IL TUO COMPITO. Ripeti per intero il brano sul Millennium Bug riportato qui sotto, senza cambiare nulla.

BRANO DI PARTENZA.
════════════════════

Tutti sanno accendere la luce, pochi sanno fare un impianto elettrico. Non è diverso per l'elettronica, figlia leggera e impalpabile dell'elettricità, cento volte più stupefacente ma mille volte più sfuggente. Si clicca che è una meraviglia, ma il funzionamento dei computer e delle loro minutissime interiora è nelle mani di una casta di sapienti.

Per sapere quanto vorace o sdentato fosse il famoso Baco della Mezzanotte, abbiamo così dovuto attendere la prova empirica, confidando nell'ombrello protettivo che i vari comitatoni nazionali ed esteri garantivano di averci aperto sulla testa. Noi italiani, poi, eravamo già stati degradati (dagli americani, ossessionati dai batteri elettronici tanto quanto da quelli biologici) al ruolo di retrogradi improvvisatori, impreparati al micidiale attacco. L' anello debole della catena globale, il luogo più probabile di un cortocircuito che avrebbe poi bruciato anche i fili altrui. Poi non è successo niente. Tranne un mezzo macello alla Stazione Termini, però provocato, dicono, non dai microchips infartuati ma da una macrofolla gagliarda, antica e sanissima che ha ingorgato i binari per un traffico concentrato, e malamente concertato, di auguri, panettoni e spumanti da smistare per l'Italia.

Ora, da quegli utenti oscuri e all'oscuro che siamo, sappiamo già di non poter sapere se il Millennium Bug è stato scongiurato dalla previdenza dei nostri capi informatici o dall'inconsistenza di un pericolo sopravvalutato. E se da entrambe le cose, da quale in maggior misura. Questa incoscienza, possiamo mettere in archivio. Dipendiamo da sistemi tecnologici la cui robustezza, grande o piccola che sia, ci sfugge. E spesso, a giudicare dai segnali discordi che ci arrivano da chi se ne intende, sfugge anche a chi se ne intende. Ci portiamo nel Duemila, intatta, una sudditanza culturale che davvero ci apparenta, mutati i tempi e le condizioni, ai nostri avi dell'anno Mille.

════════════════════

Voci di dati archiviate
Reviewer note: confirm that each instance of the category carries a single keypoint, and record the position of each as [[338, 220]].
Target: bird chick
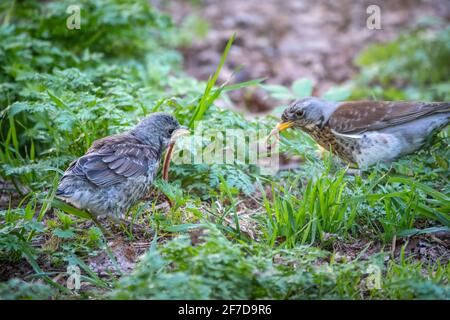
[[118, 170]]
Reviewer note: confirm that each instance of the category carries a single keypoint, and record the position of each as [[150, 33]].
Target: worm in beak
[[182, 131], [280, 127]]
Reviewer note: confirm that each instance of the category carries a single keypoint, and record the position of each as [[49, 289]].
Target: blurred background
[[283, 41]]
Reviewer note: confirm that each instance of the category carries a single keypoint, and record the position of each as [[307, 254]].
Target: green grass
[[313, 232]]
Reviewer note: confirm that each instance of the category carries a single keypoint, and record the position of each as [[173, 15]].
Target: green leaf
[[64, 234], [302, 87]]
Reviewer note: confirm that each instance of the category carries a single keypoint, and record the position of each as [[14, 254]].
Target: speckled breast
[[328, 140]]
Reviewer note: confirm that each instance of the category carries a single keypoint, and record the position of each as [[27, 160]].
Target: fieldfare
[[367, 132], [118, 171]]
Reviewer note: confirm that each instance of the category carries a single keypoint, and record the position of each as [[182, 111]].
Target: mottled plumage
[[118, 171], [367, 132]]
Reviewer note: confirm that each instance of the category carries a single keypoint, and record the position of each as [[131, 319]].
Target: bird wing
[[114, 159], [361, 116]]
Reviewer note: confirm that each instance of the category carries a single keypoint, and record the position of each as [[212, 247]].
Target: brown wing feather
[[113, 159], [361, 116]]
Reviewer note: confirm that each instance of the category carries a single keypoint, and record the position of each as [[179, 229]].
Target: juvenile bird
[[118, 171], [367, 132]]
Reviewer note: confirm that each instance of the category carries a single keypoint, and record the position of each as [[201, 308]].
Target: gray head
[[157, 129], [308, 112]]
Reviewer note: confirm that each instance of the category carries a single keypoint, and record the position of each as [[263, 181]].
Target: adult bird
[[367, 132], [118, 170]]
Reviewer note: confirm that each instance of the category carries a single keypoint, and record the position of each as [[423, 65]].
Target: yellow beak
[[284, 125], [183, 131], [280, 127]]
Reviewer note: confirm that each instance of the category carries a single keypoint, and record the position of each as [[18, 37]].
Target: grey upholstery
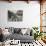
[[22, 38]]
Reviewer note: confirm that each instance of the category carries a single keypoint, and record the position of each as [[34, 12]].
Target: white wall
[[31, 14]]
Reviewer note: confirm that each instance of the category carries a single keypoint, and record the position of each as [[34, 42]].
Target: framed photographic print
[[15, 15]]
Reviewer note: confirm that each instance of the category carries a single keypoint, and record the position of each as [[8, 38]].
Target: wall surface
[[31, 14]]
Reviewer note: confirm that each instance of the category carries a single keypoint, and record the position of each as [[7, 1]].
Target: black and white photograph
[[22, 22]]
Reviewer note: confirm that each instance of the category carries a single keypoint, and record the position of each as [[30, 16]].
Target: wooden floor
[[35, 43]]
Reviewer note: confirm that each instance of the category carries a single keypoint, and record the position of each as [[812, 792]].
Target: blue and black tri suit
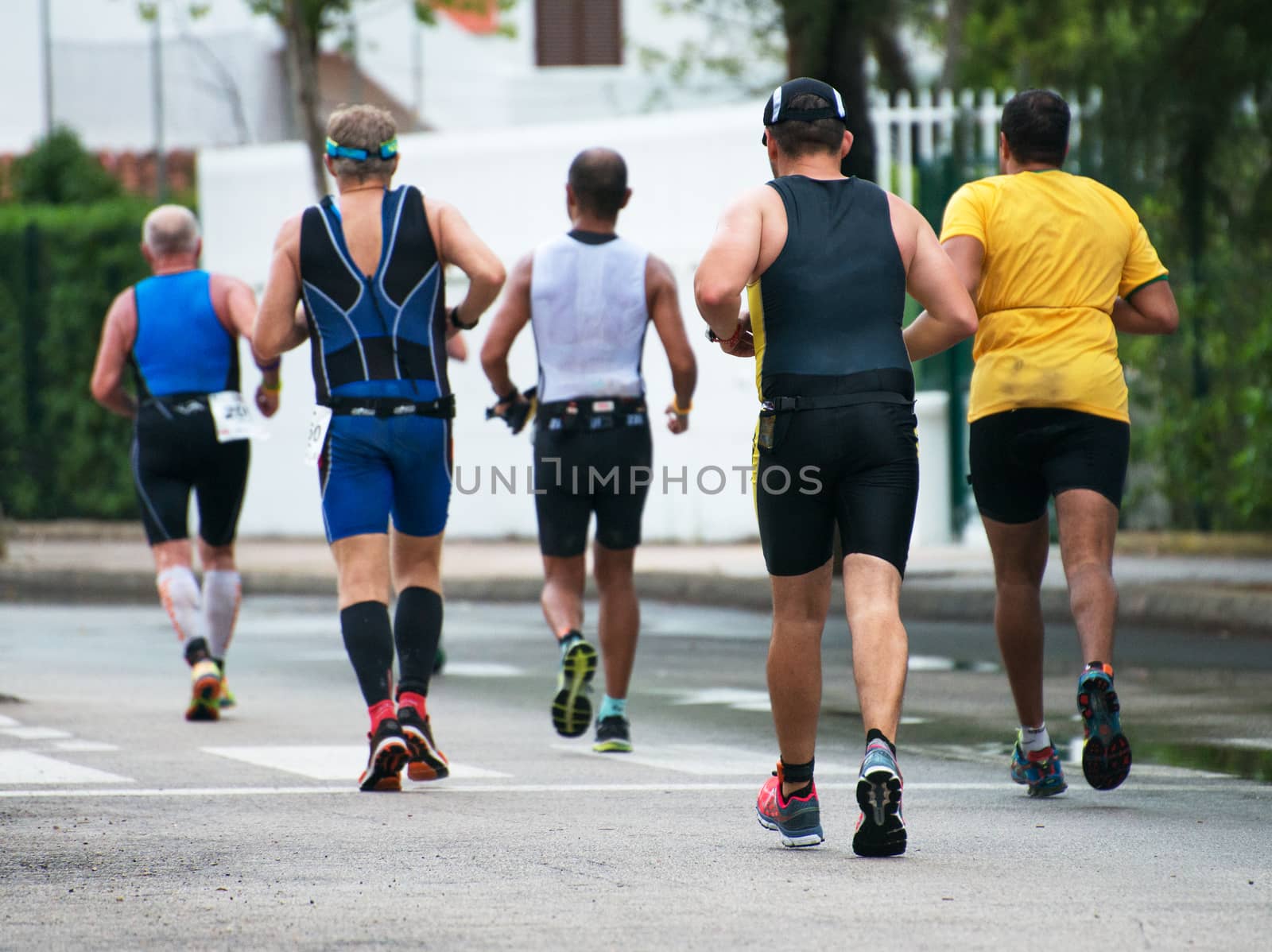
[[836, 440], [379, 362], [181, 354]]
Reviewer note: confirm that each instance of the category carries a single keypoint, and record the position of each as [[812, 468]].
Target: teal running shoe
[[1106, 752], [572, 707], [881, 828], [1038, 771], [798, 820]]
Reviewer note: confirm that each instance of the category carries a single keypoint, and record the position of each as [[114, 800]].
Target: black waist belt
[[781, 404], [591, 413], [387, 407]]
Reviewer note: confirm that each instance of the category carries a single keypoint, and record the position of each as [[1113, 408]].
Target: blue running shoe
[[881, 828], [1107, 752], [1040, 771], [798, 820]]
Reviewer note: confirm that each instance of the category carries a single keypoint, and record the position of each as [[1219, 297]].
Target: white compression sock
[[178, 594], [223, 591], [1034, 739]]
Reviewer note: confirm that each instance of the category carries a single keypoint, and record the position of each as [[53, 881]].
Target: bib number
[[232, 417], [318, 422]]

════════════════════

RISPOSTA FINALE.
Tutti sanno accendere la luce, pochi sanno fare un impianto elettrico. Non è diverso per l'elettronica, figlia leggera e impalpabile dell'elettricità, cento volte più stupefacente ma mille volte più sfuggente. Si clicca che è una meraviglia, ma il funzionamento dei computer e delle loro minutissime interiora è nelle mani di una casta di sapienti.

Per sapere quanto vorace o sdentato fosse il famoso Baco della Mezzanotte, abbiamo così dovuto attendere la prova empirica, confidando nell'ombrello protettivo che i vari comitatoni nazionali ed esteri garantivano di averci aperto sulla testa. Noi italiani, poi, eravamo già stati degradati (dagli americani, ossessionati dai batteri elettronici tanto quanto da quelli biologici) al ruolo di retrogradi improvvisatori, impreparati al micidiale attacco. L' anello debole della catena globale, il luogo più probabile di un cortocircuito che avrebbe poi bruciato anche i fili altrui. Poi non è successo niente. Tranne un mezzo macello alla Stazione Termini, però provocato, dicono, non dai microchips infartuati ma da una macrofolla gagliarda, antica e sanissima che ha ingorgato i binari per un traffico concentrato, e malamente concertato, di auguri, panettoni e spumanti da smistare per l'Italia.

Ora, da quegli utenti oscuri e all'oscuro che siamo, sappiamo già di non poter sapere se il Millennium Bug è stato scongiurato dalla previdenza dei nostri capi informatici o dall'inconsistenza di un pericolo sopravvalutato. E se da entrambe le cose, da quale in maggior misura. Questa incoscienza, possiamo mettere in archivio. Dipendiamo da sistemi tecnologici la cui robustezza, grande o piccola che sia, ci sfugge. E spesso, a giudicare dai segnali discordi che ci arrivano da chi se ne intende, sfugge anche a chi se ne intende. Ci portiamo nel Duemila, intatta, una sudditanza culturale che davvero ci apparenta, mutati i tempi e le condizioni, ai nostri avi dell'anno Mille.